=== Page ===
= = = = =

[eat] Authentic Russian cuisine at Gostiniy Dvor @ Dongdaemun, Seoul

I rarely venture to Dongdaemun area, if I do, it is for one reason only: for Soviet food. Outside Dongdaemun History & Culture Park station is what can be called “Little Russia”, where a number of Russian, Uzbek, Kazakstan etc. restaurants are located. The atmosphere itself is always unusually quiet and mysterious; it just doesn’t feel Korean at all.
The food scene, however, is vibrant. There lie some of the best eats I have ever had in Korea at a quite low price tag. Gostiniy Dvor–a Russian bistro–is the place I am especially fond of.

You have to live in Korea to know how bad Korean beer is. That’s why the bf wasted no time in ordering a Russian beer. It was, he said, one of the best beer one could find in Korea, the reasonable price was a bonus.

We started with Booterbrodikj (bread with butter and caviar–7000 KRW). The presentation was so lovely. I loved the smooth buttery taste with a salty kick from caviar.

= = = = =

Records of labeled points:
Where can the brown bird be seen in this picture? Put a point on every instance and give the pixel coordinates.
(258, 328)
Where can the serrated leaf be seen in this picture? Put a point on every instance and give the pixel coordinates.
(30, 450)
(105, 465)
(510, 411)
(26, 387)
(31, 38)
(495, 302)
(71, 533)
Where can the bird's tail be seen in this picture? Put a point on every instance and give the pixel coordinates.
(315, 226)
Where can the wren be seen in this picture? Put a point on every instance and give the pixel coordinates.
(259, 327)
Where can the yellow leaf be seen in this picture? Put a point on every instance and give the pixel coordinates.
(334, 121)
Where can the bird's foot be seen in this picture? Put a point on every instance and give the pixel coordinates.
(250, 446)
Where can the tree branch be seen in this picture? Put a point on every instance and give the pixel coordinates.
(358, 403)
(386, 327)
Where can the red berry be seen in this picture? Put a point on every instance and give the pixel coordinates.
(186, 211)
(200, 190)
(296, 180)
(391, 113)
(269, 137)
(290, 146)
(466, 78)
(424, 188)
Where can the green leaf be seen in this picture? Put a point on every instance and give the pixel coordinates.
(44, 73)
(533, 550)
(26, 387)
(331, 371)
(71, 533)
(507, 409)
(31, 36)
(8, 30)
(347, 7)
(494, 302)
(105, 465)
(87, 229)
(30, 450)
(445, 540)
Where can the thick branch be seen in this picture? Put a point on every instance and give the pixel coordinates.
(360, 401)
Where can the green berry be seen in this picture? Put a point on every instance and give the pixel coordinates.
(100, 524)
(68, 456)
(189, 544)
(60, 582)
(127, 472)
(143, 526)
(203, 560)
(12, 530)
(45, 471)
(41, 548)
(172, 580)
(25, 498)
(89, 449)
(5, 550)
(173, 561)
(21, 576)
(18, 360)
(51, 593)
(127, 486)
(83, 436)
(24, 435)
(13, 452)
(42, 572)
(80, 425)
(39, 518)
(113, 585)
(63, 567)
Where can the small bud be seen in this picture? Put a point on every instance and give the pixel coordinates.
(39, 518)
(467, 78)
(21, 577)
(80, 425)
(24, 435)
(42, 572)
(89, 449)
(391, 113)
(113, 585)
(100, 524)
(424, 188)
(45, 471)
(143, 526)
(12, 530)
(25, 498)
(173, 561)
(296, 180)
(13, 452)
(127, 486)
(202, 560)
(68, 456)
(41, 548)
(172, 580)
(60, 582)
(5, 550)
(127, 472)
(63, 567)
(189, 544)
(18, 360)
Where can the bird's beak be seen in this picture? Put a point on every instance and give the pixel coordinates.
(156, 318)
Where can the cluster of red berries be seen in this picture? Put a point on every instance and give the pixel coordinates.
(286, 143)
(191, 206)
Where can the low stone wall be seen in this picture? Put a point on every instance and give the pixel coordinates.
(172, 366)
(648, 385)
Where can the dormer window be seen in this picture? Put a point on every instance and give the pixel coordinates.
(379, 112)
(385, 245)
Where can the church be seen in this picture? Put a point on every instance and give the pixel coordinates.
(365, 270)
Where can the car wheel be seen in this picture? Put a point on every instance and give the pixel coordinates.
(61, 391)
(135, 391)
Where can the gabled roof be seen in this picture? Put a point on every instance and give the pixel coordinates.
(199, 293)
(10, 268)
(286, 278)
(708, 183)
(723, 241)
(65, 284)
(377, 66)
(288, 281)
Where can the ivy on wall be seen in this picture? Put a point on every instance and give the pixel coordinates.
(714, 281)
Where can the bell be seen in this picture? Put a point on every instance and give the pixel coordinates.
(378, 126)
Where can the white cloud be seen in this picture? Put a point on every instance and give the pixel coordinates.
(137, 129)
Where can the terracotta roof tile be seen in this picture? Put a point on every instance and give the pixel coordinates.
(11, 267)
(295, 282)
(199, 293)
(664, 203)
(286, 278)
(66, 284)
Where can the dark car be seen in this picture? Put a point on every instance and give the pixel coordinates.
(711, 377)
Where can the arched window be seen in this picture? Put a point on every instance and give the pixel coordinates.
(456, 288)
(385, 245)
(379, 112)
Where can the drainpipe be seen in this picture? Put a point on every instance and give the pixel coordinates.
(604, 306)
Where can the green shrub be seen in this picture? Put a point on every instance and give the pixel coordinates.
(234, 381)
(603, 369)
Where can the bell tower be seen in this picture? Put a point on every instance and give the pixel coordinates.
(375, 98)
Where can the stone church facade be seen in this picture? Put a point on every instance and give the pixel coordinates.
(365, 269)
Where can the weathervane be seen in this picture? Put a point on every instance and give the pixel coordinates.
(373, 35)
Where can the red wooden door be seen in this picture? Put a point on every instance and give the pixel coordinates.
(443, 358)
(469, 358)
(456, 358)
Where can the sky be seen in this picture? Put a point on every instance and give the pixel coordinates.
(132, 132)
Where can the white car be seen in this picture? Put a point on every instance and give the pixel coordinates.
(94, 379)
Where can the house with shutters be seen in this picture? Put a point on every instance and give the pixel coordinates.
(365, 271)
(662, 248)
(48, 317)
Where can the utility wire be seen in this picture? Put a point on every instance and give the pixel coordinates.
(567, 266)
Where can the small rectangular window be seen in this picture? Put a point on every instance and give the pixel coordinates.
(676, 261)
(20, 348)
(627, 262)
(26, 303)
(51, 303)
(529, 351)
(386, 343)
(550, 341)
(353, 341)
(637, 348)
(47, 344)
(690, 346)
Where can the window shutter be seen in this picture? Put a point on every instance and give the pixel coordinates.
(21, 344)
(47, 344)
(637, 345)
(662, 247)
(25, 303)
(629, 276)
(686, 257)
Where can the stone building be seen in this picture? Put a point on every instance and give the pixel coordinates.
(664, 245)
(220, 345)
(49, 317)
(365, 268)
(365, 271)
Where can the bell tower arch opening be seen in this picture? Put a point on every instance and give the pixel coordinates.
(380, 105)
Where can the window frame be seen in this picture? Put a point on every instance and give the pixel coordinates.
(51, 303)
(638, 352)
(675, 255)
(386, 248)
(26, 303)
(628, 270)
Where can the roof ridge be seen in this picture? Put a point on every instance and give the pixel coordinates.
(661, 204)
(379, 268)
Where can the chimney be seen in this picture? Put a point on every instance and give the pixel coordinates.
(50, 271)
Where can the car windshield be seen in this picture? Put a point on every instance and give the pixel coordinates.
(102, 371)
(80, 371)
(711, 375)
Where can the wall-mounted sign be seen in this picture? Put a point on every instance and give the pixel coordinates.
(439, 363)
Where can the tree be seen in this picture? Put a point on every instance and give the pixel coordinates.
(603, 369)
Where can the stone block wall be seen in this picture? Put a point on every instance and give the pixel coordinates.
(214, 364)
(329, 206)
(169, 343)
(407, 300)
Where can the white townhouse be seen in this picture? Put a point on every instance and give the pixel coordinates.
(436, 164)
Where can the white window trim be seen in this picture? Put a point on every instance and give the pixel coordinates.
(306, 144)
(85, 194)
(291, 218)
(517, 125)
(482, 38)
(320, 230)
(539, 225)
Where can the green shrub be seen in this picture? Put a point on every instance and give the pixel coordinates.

= = = = =

=== Tasks ===
1. Reproduce verbatim the portion of the restaurant review between "The food scene, however, is" and "kick from caviar.", inclusive.
2. Extend the review of Gostiniy Dvor, picking up after its final sentence.
The records have no connection to the restaurant review.

=== Answers provided ===
1.
The food scene, however, is vibrant. There lie some of the best eats I have ever had in Korea at a quite low price tag. Gostiniy Dvor–a Russian bistro–is the place I am especially fond of.

You have to live in Korea to know how bad Korean beer is. That’s why the bf wasted no time in ordering a Russian beer. It was, he said, one of the best beer one could find in Korea, the reasonable price was a bonus.

We started with Booterbrodikj (bread with butter and caviar–7000 KRW). The presentation was so lovely. I loved the smooth buttery taste with a salty kick from caviar.

2.
Next was lamb Pelmeni (8000 KRW). These little dumplings look cute and taste delicious, especially when paired with sour cream. At 8000 KRW, we were so surprised with the generous portion:

More meat was needed. We ordered Homemade cutlets (8000 KRW) and once again were pleasantly surprised at how hearty and homey it was:

Dessert started with kefir. Too sour for me :-s

BUT the Russian pancakes were HEAVEN. It was a real win–the star of the meal. Two big pancakes stuffed with cottage cheese at 6000 KRW! And they tasted DIVINE.

SO much cheese:


I love the place. Gostiniy Dvor is also listed as one of the best 7 Russian restaurants in Seoul on CNNGo. The food is authentic, the atmosphere is calm and collected, the price can’t be better for a restaurant in Seoul.

Gostiniy Dvor. Dongdaemun History and Culture Park, exit 7. Take a u-turn to the right as you come out. Gostiny Dvor is down the first alley to the left.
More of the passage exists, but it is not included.